● **Data extracted from a collection**
-*-*-
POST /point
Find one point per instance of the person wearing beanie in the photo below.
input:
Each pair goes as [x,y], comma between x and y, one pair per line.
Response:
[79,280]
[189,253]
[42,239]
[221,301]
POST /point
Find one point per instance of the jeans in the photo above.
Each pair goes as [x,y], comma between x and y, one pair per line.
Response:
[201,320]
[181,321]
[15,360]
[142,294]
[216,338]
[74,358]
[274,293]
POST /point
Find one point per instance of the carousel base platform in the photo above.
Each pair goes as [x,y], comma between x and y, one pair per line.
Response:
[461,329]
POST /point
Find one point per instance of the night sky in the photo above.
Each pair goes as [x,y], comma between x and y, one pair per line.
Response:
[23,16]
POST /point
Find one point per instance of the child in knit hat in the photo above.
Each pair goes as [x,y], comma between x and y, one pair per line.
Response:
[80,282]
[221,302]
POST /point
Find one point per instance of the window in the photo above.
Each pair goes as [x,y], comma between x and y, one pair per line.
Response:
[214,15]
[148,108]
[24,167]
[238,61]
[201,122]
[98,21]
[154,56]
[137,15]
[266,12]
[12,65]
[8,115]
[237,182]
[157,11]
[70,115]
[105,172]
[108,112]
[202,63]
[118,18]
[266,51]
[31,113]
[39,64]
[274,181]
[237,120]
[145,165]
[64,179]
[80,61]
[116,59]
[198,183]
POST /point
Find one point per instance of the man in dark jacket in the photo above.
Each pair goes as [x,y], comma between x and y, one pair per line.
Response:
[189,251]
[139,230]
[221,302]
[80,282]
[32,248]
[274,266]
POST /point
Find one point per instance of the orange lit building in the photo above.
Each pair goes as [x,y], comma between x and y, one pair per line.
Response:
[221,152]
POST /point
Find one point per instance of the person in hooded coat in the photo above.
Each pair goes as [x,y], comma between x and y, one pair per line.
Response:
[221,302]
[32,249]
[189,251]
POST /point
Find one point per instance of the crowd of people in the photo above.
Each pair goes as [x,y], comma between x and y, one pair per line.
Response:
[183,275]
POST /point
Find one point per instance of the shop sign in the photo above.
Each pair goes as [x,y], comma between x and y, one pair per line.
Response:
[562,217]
-*-*-
● **What you have to do**
Could you copy exactly the lines from the first line of the records above through the line containing "Find one point per instance of the person in", both included, and nothing else?

● **Your solution**
POST /point
Find one point per instance of the person wearing beanie in the photo below.
input:
Each pair goes as [x,y], comma between x and y, one pair per line.
Response:
[79,280]
[189,253]
[42,239]
[221,301]
POST /point
Find one point per instance of the jeans in the photo above.
Each pair goes as [x,y], comma between x and y, one pair per line.
Response:
[201,320]
[181,321]
[15,360]
[142,294]
[216,338]
[74,358]
[274,293]
POST /point
Find one point per instance of the carousel base platform in the photo above.
Each pair goes as [x,y], comma between x and y, one pair per line.
Response:
[461,329]
POST /point
Find one point per instance of the night sky in the photo above.
Each pair goes as [x,y], comma between x and y, one pair per line.
Response:
[23,16]
POST /point
Find one point per instance of the child in knit hat in the photo above.
Each pair goes as [x,y], comma between x and y, one pair per line.
Response:
[80,282]
[221,302]
POST /point
Find one point per instance of the window in the photo above.
Each pair goes as [x,y], comma between x and y, one pair per line.
Response:
[214,15]
[148,108]
[24,167]
[238,61]
[201,122]
[98,21]
[154,56]
[137,15]
[266,12]
[12,65]
[8,115]
[237,182]
[157,11]
[70,115]
[105,172]
[108,112]
[202,63]
[118,18]
[266,51]
[31,113]
[39,64]
[274,181]
[237,120]
[145,165]
[64,179]
[80,61]
[116,59]
[198,183]
POST /point
Find one point per instance of the man in dark jacket in the photo above.
Each pair goes as [x,y], comma between x and y, one pair per line.
Response:
[189,251]
[139,230]
[221,302]
[80,282]
[32,248]
[274,266]
POST /point
Find one point per instance of the orange lit building in the photo above.
Each pair goes as [x,y], comma between x and y, one pair per line.
Response:
[221,152]
POST /point
Find one point per instance of the person in hooded coat in the photo above.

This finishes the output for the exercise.